> **記録情報**:
= = = = =
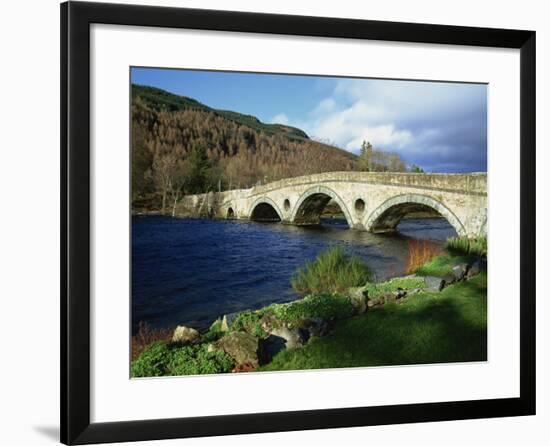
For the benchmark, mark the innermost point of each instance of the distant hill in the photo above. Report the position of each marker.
(161, 100)
(181, 144)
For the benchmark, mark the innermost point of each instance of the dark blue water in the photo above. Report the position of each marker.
(187, 271)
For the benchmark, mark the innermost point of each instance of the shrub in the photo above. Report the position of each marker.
(197, 360)
(160, 359)
(406, 283)
(214, 332)
(332, 271)
(152, 361)
(467, 246)
(420, 252)
(325, 306)
(249, 321)
(146, 336)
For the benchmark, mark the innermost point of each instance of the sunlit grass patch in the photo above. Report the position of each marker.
(419, 252)
(450, 326)
(332, 271)
(467, 246)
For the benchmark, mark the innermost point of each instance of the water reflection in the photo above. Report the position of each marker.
= = = = =
> **課題内容**: 上のエントリをすべて、空行を除いた番号付きリストの形に書き直しなさい。画像は含めないこと。

> **出力結果**:
1. For the benchmark, mark the innermost point of each instance of the distant hill in the photo above. Report the position of each marker.
2. (161, 100)
3. (181, 144)
4. For the benchmark, mark the innermost point of each instance of the dark blue water in the photo above. Report the position of each marker.
5. (187, 271)
6. For the benchmark, mark the innermost point of each instance of the shrub in the photo above. Report the position of each marker.
7. (197, 360)
8. (160, 359)
9. (406, 283)
10. (214, 332)
11. (332, 271)
12. (152, 361)
13. (467, 246)
14. (420, 252)
15. (325, 306)
16. (249, 321)
17. (146, 336)
18. For the benchmark, mark the innermost point of each instance of the sunlit grass patch in the photo above. Report the position of each marker.
19. (419, 252)
20. (450, 326)
21. (332, 271)
22. (467, 246)
23. For the benchmark, mark the innermost point of each instance of the water reflection in the photo above. Report the position of each marker.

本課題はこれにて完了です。